── PAGE TEXT ──
Toronto weather: Outreach worker brings warmth to homeless on frigid night (Toronto Star)
As the city shivered, Lauren Gostick was driving the streets in a van handing out coffee and clothes and helping the homeless to shelter.
Published on Wed, Jan. 08, 2014
By: Tim Alamenciak News reporter
Lauren Gostick stands at the back of a black mini-van on Peter St., taking coffee orders and passing out warm clothes like scarves and mittens to anyone who approaches.
“You want an extra scarf Teddy?” she asks to a man sitting outside the city shelter in a wheelchair. He says no.
“Socks?”
He nods and she passes him a balled-up pair.
Gostick has just started her outreach shift Tuesday, one of the coldest nights in recent Toronto history, when the temperature with wind chill was expected to drop below -30C.
“There’s a couple more people out there than I would hope,” says Gostick, a woman with an ever- present smile and encyclopedic knowledge of the names of those she helps. Her Tuesday night work, which goes from 6 p.m. to 12 a.m., consists mainly of driving through Toronto and offering help to those sleeping on the streets.
───
── RECORDED DATA ──
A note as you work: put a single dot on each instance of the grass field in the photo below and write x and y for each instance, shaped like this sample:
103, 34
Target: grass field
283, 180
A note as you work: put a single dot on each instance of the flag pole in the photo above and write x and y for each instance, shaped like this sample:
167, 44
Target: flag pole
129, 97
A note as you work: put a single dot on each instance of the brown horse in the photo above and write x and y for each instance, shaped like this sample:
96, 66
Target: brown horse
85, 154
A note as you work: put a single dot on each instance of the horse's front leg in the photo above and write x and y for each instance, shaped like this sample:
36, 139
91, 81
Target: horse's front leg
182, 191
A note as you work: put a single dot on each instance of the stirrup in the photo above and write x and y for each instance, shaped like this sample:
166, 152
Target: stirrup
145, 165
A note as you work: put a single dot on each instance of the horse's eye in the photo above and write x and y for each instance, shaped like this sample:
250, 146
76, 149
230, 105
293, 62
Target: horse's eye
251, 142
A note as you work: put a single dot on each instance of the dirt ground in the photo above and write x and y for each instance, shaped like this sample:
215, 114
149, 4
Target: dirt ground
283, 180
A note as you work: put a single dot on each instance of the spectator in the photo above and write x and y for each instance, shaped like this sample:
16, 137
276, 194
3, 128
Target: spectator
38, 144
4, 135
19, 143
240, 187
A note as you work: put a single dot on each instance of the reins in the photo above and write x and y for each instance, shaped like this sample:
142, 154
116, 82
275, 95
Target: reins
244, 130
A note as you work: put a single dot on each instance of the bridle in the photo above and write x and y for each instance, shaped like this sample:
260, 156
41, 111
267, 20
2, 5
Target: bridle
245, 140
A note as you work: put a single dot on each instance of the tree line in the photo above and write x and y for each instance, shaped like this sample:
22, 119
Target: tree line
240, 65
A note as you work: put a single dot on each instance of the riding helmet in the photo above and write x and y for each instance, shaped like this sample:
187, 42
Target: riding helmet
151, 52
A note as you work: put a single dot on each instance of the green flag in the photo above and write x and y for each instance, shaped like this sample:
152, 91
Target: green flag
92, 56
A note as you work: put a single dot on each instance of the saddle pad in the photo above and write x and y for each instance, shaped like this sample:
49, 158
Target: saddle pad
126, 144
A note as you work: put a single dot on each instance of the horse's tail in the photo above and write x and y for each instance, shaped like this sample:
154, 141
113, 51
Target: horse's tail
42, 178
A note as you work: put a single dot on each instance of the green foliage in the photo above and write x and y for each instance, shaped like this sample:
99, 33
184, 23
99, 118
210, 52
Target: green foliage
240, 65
───
SHORT PROBLEM 1
Translate this sentence from the outreach article into Spanish: "He nods and she passes him a balled-up pair."
SHORT PROBLEM 2
Please quote the part of the outreach article that opens with the words containing "Published on Wed, Jan." and closes with "anyone who approaches.".
SHORT PROBLEM 3
Summarize the outreach article in two sentences.

TASK OUTPUT 1
Él asiente y ella le pasa un par enrollado en una bola.

TASK OUTPUT 2
Published on Wed, Jan. 08, 2014
By: Tim Alamenciak News reporter
Lauren Gostick stands at the back of a black mini-van on Peter St., taking coffee orders and passing out warm clothes like scarves and mittens to anyone who approaches.

TASK OUTPUT 3
On one of the coldest nights in recent Toronto history, with the wind chill expected to drop below -30C, outreach worker Lauren Gostick handed out coffee and warm clothes such as scarves, mittens and socks from a mini-van on Peter St. Her Tuesday night shift, from 6 p.m. to 12 a.m., consists mainly of driving through Toronto and offering help to people sleeping on the streets.